Source records:
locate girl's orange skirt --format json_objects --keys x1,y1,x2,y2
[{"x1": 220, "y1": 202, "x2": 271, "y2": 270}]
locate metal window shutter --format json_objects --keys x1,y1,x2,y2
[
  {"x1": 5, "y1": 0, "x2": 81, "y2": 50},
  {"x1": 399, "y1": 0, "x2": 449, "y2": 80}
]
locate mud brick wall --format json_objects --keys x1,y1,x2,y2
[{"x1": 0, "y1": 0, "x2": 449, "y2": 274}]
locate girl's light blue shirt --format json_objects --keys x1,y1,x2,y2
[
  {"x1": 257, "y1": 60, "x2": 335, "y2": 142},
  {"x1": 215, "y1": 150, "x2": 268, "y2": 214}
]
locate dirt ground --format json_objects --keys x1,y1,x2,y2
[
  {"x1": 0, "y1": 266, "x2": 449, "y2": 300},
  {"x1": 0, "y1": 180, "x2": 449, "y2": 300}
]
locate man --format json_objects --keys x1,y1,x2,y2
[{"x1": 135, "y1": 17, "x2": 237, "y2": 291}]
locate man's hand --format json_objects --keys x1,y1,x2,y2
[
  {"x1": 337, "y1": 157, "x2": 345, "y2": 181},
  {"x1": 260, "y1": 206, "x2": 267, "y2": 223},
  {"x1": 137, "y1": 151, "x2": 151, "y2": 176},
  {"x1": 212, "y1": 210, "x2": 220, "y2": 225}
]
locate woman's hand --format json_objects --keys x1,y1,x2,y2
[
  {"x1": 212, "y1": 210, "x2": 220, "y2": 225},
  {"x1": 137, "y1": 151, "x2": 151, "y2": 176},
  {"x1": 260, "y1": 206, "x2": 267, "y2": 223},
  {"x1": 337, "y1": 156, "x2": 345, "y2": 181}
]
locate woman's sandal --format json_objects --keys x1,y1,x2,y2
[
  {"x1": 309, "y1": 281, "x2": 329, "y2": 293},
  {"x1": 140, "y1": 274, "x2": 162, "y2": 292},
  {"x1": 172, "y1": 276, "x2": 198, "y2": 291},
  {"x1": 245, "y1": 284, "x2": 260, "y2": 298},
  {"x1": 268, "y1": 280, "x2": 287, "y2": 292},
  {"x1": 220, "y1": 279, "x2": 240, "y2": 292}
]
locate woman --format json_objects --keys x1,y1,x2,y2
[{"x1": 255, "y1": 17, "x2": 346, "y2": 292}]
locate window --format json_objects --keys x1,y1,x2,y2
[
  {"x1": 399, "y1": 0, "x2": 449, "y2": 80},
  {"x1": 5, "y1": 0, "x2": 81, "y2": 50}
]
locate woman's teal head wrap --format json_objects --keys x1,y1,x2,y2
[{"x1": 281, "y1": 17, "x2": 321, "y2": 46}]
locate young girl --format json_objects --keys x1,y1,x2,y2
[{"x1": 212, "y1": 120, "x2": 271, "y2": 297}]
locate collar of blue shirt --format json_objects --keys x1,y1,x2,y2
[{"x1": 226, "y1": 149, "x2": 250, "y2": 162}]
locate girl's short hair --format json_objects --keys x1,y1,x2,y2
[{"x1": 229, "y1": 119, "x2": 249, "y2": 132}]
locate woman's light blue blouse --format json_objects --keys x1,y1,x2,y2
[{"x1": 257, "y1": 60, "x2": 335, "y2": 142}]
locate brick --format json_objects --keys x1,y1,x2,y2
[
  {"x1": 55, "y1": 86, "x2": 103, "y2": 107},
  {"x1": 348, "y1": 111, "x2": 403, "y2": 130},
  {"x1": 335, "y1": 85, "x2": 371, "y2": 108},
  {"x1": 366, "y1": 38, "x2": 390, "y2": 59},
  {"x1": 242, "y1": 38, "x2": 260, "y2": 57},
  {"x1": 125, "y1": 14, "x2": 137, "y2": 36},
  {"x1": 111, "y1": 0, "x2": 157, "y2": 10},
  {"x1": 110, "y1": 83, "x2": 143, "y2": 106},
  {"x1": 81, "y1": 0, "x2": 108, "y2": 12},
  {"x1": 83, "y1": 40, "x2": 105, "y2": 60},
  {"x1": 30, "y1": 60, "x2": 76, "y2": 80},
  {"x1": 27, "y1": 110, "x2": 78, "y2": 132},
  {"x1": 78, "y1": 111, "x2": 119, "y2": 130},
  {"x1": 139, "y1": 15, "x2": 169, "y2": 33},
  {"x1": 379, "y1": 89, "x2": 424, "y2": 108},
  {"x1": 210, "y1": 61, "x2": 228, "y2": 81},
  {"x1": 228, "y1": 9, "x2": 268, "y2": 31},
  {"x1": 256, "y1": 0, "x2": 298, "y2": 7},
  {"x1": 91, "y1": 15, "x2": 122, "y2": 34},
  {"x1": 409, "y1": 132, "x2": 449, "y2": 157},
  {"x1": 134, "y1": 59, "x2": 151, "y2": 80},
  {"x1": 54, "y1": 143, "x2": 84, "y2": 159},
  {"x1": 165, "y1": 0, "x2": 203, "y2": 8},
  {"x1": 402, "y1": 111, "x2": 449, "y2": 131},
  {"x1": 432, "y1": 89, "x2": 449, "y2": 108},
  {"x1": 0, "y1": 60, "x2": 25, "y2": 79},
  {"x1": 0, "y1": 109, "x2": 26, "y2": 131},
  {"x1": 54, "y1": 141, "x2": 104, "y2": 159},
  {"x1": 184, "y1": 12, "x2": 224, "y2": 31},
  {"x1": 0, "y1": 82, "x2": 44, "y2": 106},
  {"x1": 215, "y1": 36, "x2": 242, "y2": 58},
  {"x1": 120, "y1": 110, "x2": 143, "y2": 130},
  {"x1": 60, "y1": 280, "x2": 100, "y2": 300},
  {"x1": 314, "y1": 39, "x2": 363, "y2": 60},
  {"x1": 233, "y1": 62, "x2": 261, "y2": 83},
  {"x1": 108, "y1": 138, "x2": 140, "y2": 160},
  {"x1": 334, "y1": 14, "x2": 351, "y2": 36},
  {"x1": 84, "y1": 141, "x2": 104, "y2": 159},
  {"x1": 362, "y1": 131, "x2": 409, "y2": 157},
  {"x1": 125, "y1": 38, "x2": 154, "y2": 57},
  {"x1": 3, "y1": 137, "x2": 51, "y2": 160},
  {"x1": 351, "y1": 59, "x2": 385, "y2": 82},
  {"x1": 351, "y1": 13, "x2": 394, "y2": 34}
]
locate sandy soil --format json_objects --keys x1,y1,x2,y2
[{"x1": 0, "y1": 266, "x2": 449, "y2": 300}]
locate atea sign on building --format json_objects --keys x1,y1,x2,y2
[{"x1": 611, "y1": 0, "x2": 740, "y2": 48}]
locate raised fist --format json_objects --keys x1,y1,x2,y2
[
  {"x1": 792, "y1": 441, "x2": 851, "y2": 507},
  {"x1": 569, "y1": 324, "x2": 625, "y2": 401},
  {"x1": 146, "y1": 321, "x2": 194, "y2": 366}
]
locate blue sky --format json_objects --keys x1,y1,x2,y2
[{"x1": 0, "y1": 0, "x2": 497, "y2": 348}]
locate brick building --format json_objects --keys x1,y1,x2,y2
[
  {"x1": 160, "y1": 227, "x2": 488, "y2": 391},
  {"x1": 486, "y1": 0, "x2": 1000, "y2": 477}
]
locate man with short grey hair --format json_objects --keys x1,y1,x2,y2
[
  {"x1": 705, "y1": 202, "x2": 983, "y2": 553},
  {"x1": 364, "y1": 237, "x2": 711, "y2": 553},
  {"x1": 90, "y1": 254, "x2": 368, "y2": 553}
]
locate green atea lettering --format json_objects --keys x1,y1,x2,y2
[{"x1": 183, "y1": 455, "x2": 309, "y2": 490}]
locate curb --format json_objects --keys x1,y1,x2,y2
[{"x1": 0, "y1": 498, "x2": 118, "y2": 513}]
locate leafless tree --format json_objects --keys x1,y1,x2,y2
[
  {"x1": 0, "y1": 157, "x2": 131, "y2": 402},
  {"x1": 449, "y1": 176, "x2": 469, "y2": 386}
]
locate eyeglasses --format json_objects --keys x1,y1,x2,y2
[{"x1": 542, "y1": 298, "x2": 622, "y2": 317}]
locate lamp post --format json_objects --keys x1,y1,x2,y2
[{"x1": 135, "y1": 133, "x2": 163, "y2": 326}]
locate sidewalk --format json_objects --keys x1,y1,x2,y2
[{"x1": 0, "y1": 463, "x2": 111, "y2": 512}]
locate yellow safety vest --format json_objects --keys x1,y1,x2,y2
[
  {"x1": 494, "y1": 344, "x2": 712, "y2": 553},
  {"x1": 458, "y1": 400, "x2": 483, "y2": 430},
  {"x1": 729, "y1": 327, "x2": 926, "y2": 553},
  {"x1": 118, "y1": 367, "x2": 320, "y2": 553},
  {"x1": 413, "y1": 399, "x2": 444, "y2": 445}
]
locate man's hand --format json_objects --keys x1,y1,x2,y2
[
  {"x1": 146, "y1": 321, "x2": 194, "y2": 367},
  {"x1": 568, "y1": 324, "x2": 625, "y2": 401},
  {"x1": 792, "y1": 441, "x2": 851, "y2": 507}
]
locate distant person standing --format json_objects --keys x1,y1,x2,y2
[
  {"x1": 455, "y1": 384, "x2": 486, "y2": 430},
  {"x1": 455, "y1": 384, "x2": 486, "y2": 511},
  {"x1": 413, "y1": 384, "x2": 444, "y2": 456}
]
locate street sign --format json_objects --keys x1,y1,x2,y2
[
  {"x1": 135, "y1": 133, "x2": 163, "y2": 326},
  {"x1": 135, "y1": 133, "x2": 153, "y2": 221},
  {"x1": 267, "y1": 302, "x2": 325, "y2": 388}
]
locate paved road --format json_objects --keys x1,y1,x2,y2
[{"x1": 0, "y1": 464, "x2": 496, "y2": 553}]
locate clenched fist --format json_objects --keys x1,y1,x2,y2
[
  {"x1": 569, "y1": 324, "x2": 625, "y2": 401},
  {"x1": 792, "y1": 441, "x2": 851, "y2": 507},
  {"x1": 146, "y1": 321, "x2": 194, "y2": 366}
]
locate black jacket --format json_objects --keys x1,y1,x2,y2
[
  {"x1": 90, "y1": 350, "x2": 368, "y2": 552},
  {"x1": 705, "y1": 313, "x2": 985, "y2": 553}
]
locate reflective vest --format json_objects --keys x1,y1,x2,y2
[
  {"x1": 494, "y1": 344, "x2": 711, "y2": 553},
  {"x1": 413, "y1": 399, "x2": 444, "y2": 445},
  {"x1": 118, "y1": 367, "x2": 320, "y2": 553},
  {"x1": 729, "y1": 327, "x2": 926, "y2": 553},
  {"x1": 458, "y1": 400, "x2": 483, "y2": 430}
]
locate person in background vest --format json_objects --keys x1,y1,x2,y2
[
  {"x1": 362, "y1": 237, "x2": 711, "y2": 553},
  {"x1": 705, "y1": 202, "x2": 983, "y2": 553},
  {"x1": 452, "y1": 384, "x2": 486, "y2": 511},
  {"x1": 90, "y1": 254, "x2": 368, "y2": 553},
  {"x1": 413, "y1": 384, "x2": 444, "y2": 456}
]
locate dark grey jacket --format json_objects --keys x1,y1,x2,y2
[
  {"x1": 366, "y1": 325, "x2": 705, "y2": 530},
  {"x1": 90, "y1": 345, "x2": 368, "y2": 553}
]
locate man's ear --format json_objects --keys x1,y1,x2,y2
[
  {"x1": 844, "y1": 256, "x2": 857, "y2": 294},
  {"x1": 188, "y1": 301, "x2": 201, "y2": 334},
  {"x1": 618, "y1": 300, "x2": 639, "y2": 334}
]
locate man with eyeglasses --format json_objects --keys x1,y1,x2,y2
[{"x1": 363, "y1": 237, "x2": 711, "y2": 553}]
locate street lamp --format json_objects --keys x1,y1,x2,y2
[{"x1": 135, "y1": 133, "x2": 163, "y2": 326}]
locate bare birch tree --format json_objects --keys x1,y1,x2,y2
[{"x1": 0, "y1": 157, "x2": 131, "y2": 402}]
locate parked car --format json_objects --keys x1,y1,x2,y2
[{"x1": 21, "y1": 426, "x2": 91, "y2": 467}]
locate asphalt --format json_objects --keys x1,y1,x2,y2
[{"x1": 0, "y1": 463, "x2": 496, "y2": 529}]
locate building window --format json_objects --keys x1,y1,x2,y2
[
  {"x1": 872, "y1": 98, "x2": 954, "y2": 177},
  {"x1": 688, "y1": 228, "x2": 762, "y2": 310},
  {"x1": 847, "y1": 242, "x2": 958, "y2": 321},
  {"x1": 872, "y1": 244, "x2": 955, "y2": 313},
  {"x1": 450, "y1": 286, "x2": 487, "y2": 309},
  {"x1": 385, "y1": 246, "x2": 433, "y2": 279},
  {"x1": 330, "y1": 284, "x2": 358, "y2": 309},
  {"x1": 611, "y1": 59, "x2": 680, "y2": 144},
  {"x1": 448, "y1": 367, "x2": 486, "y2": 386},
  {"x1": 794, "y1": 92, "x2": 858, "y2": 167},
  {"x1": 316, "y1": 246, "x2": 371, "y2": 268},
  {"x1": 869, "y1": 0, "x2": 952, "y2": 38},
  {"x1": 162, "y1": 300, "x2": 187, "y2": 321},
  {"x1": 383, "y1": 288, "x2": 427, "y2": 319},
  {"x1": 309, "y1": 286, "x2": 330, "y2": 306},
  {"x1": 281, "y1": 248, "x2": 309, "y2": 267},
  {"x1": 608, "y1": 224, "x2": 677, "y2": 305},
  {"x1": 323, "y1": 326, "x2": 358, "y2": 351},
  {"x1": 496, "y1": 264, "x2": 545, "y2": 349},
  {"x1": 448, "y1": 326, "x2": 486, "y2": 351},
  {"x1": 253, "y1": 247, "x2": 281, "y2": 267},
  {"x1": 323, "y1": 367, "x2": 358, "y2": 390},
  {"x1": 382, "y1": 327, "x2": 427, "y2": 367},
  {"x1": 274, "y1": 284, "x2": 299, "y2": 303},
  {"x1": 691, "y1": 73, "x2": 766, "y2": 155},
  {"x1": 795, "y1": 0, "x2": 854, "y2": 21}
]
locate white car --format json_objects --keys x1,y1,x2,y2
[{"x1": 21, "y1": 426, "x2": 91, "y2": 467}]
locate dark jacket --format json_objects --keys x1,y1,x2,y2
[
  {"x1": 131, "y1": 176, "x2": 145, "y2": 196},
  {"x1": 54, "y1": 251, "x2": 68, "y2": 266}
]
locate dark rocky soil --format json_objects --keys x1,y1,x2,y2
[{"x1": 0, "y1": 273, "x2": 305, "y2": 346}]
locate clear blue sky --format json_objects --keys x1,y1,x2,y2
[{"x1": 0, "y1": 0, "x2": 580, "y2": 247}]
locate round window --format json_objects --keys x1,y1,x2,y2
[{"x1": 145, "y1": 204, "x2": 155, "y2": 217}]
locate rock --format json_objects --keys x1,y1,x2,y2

What you should do: Identify every line of the data that contains the word "blue", and copy each of those lines.

Completed task:
locate girl's light blue shirt --format json_objects --keys x1,y1,x2,y2
locate collar of blue shirt --format json_objects --keys x1,y1,x2,y2
locate woman's light blue blouse --format json_objects --keys x1,y1,x2,y2
locate blue sky --format json_objects --keys x1,y1,x2,y2
locate clear blue sky --format json_objects --keys x1,y1,x2,y2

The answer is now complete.